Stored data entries
------------------------------------------------------------------------

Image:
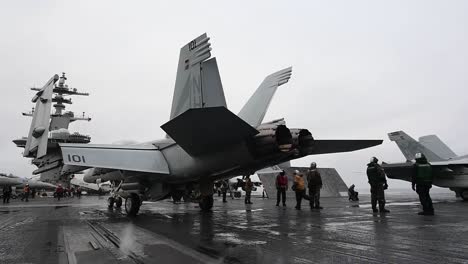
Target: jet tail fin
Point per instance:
(199, 131)
(198, 83)
(256, 107)
(433, 143)
(36, 145)
(409, 147)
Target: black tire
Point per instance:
(206, 203)
(132, 204)
(118, 202)
(110, 202)
(464, 195)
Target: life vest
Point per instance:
(423, 173)
(375, 173)
(282, 180)
(299, 181)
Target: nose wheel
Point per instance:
(132, 204)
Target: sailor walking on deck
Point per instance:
(281, 187)
(299, 188)
(7, 190)
(314, 180)
(378, 183)
(26, 191)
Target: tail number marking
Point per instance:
(76, 158)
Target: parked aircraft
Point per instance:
(449, 169)
(77, 180)
(205, 141)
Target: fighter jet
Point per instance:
(205, 141)
(449, 169)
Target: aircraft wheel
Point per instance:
(118, 202)
(464, 195)
(110, 202)
(132, 204)
(206, 202)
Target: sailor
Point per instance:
(422, 183)
(281, 184)
(26, 191)
(59, 191)
(352, 194)
(6, 193)
(378, 183)
(314, 181)
(248, 189)
(299, 188)
(224, 188)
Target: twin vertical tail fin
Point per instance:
(436, 145)
(409, 147)
(198, 83)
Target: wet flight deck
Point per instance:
(85, 231)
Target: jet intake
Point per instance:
(272, 139)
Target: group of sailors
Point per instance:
(60, 192)
(421, 183)
(314, 184)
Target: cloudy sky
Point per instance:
(361, 69)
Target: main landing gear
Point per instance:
(132, 204)
(206, 195)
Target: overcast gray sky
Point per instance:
(361, 69)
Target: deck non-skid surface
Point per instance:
(85, 231)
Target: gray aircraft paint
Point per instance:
(449, 170)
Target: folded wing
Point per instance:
(335, 146)
(256, 107)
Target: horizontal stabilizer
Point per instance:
(201, 130)
(256, 107)
(144, 158)
(336, 146)
(433, 143)
(409, 147)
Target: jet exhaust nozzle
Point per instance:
(272, 139)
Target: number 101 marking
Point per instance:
(76, 158)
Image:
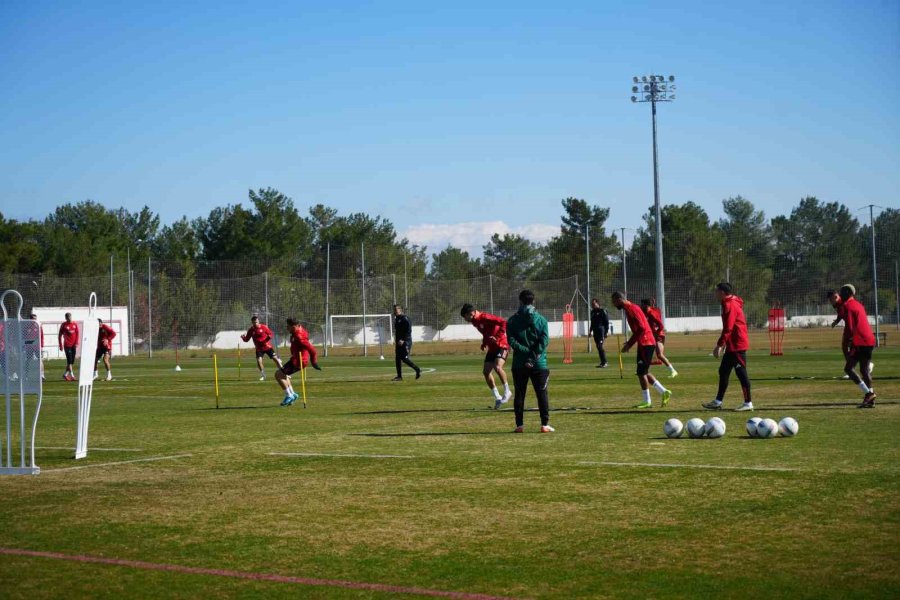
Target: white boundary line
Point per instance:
(122, 462)
(313, 454)
(93, 449)
(683, 466)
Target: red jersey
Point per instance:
(641, 334)
(734, 325)
(654, 319)
(105, 337)
(302, 351)
(68, 334)
(262, 337)
(859, 330)
(493, 331)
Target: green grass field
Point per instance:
(420, 485)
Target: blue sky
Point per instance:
(451, 120)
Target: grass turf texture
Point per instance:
(477, 509)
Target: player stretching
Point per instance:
(734, 343)
(68, 343)
(835, 299)
(104, 348)
(403, 343)
(493, 332)
(302, 354)
(641, 335)
(654, 318)
(862, 343)
(262, 340)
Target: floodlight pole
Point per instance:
(653, 89)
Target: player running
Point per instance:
(68, 343)
(302, 354)
(493, 332)
(654, 318)
(642, 336)
(862, 343)
(734, 343)
(600, 329)
(105, 336)
(835, 299)
(262, 338)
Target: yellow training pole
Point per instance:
(303, 382)
(216, 371)
(619, 345)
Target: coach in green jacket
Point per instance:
(529, 335)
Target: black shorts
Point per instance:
(644, 358)
(494, 355)
(290, 368)
(861, 354)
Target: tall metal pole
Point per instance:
(328, 329)
(660, 277)
(149, 309)
(874, 269)
(365, 348)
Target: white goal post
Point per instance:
(354, 330)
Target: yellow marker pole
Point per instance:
(216, 372)
(303, 381)
(621, 367)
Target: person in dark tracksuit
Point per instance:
(600, 329)
(403, 343)
(528, 336)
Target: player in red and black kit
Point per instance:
(862, 344)
(68, 343)
(835, 299)
(105, 336)
(302, 353)
(654, 318)
(734, 343)
(262, 338)
(493, 332)
(642, 336)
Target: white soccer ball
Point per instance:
(673, 428)
(767, 428)
(788, 427)
(751, 426)
(696, 427)
(715, 427)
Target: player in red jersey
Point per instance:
(68, 343)
(654, 318)
(262, 338)
(642, 336)
(302, 353)
(493, 332)
(105, 336)
(835, 299)
(732, 345)
(862, 343)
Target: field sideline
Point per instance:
(418, 489)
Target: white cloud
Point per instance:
(472, 235)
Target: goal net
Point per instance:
(361, 330)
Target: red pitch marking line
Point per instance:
(121, 462)
(311, 581)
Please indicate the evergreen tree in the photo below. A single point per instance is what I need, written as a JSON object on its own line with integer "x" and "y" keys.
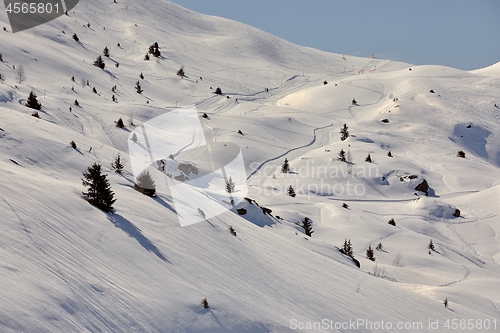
{"x": 369, "y": 253}
{"x": 285, "y": 167}
{"x": 347, "y": 248}
{"x": 32, "y": 102}
{"x": 145, "y": 184}
{"x": 307, "y": 225}
{"x": 344, "y": 132}
{"x": 230, "y": 185}
{"x": 138, "y": 87}
{"x": 341, "y": 157}
{"x": 119, "y": 123}
{"x": 117, "y": 164}
{"x": 180, "y": 72}
{"x": 154, "y": 50}
{"x": 99, "y": 192}
{"x": 99, "y": 62}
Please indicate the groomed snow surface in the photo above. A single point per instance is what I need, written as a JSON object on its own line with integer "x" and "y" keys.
{"x": 68, "y": 267}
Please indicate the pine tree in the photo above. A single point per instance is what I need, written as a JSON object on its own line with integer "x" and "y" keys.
{"x": 145, "y": 184}
{"x": 307, "y": 225}
{"x": 99, "y": 192}
{"x": 117, "y": 164}
{"x": 285, "y": 167}
{"x": 230, "y": 185}
{"x": 154, "y": 50}
{"x": 369, "y": 253}
{"x": 344, "y": 131}
{"x": 99, "y": 62}
{"x": 119, "y": 123}
{"x": 341, "y": 157}
{"x": 180, "y": 72}
{"x": 138, "y": 87}
{"x": 32, "y": 102}
{"x": 347, "y": 248}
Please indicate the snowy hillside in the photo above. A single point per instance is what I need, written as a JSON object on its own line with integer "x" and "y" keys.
{"x": 66, "y": 266}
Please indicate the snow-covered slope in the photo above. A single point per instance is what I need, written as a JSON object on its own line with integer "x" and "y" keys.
{"x": 68, "y": 267}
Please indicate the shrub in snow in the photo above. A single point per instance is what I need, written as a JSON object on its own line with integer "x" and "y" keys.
{"x": 230, "y": 185}
{"x": 117, "y": 164}
{"x": 99, "y": 192}
{"x": 99, "y": 62}
{"x": 119, "y": 123}
{"x": 285, "y": 167}
{"x": 145, "y": 184}
{"x": 344, "y": 133}
{"x": 32, "y": 102}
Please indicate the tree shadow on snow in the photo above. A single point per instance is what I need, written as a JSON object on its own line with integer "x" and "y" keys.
{"x": 130, "y": 229}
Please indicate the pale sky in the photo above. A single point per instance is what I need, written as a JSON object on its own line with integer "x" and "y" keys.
{"x": 464, "y": 34}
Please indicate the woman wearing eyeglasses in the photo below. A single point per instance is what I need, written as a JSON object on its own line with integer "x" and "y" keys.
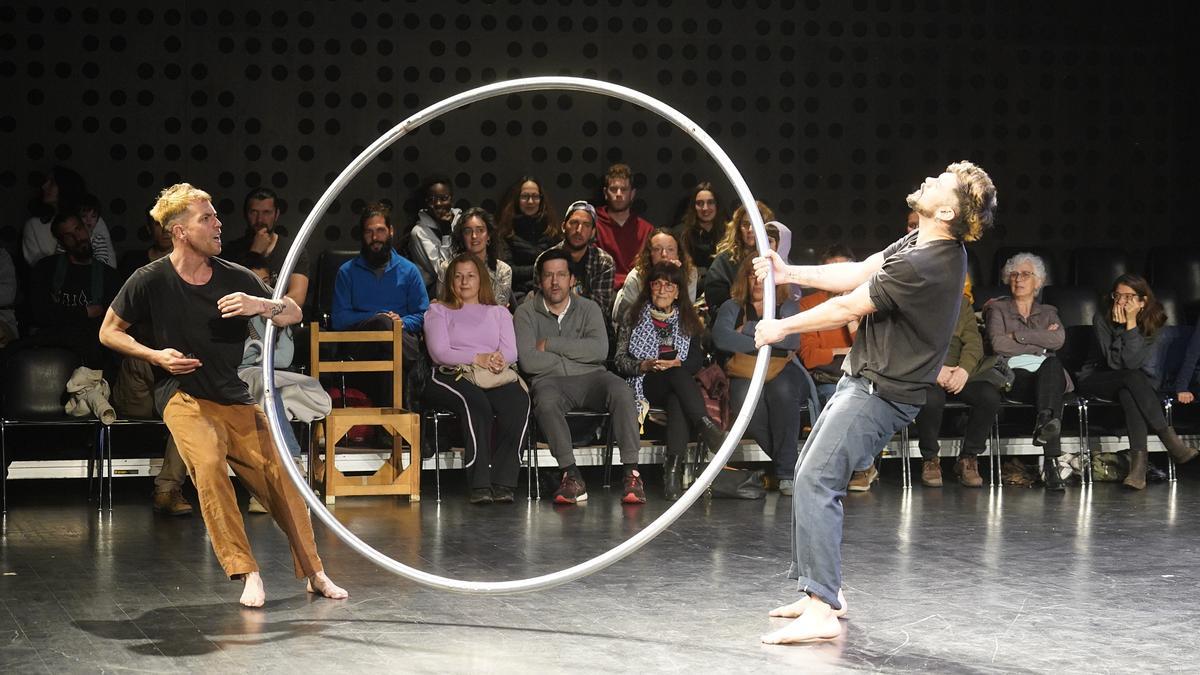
{"x": 660, "y": 350}
{"x": 1125, "y": 333}
{"x": 1027, "y": 334}
{"x": 527, "y": 225}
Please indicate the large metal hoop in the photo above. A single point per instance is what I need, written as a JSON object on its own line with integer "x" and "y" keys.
{"x": 702, "y": 482}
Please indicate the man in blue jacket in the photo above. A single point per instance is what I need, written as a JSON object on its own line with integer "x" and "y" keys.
{"x": 379, "y": 287}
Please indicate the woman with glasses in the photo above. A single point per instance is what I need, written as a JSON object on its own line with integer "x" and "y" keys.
{"x": 1027, "y": 334}
{"x": 660, "y": 350}
{"x": 527, "y": 226}
{"x": 660, "y": 246}
{"x": 1125, "y": 334}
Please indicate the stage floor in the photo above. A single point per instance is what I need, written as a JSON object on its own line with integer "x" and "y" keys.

------------------------------------------------------------------------

Filter the records above for the string "jersey" and copy each matching line.

Target: red jersey
Target: player in red jersey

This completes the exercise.